• **INSTRUCTIONS TO FOLLOW**
Return the lines of the data below word for word, everything from the line containing "For the photo above, indicate every instance of the baby's head" down to the line containing "column 86, row 179", including both of those lines.

[Entries from a pointing dataset]

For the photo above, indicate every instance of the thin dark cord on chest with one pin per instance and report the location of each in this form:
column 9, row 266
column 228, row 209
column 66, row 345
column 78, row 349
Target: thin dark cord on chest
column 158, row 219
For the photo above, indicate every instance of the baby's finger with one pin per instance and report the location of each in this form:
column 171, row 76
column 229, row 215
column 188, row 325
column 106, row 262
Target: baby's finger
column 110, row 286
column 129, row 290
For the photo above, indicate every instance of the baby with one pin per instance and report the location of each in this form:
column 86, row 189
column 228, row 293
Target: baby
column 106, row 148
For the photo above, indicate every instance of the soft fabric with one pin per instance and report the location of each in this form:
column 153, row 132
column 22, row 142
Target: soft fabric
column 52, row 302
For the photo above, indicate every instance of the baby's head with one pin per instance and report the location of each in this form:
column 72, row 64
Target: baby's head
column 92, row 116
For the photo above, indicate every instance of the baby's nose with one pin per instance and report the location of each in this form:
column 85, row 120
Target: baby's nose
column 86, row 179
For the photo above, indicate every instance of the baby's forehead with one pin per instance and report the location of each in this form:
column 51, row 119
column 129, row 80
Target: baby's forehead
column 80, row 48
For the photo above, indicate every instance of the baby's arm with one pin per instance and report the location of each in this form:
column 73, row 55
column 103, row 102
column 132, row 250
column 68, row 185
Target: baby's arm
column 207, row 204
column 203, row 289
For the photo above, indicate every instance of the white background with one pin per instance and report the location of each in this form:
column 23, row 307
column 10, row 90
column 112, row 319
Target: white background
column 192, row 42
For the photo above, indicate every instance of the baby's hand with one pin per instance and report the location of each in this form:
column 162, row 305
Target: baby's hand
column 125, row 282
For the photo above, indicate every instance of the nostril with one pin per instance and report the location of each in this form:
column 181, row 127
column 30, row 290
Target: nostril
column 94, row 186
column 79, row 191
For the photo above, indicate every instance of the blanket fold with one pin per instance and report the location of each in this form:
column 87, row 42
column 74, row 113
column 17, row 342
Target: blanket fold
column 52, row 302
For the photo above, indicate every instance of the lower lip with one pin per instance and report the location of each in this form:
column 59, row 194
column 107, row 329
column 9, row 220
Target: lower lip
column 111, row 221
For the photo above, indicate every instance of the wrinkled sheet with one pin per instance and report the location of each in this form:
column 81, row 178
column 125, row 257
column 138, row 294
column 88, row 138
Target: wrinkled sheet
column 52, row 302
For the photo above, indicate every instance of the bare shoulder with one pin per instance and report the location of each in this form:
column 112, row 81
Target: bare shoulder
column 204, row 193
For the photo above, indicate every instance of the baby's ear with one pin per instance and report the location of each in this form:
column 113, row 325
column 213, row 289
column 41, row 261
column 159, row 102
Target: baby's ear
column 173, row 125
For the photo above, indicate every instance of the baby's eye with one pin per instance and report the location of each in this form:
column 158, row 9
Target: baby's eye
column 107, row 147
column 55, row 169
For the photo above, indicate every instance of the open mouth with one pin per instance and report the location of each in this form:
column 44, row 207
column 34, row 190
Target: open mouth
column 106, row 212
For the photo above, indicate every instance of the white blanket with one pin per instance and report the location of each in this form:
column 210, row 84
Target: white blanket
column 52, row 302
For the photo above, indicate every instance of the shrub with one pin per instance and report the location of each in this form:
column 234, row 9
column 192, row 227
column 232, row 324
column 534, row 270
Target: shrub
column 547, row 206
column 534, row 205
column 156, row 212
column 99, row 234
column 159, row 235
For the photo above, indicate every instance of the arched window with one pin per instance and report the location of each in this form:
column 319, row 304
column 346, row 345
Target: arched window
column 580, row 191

• **WRITTEN SOLUTION**
For the photo above, indicate every instance of the baby's head with one pin per instance and report the location of each in this form:
column 72, row 64
Target: baby's head
column 92, row 116
For the photo above, indicate every instance of the baby's nose with one pin per instance and report the location of each in this form:
column 85, row 120
Target: baby's nose
column 86, row 179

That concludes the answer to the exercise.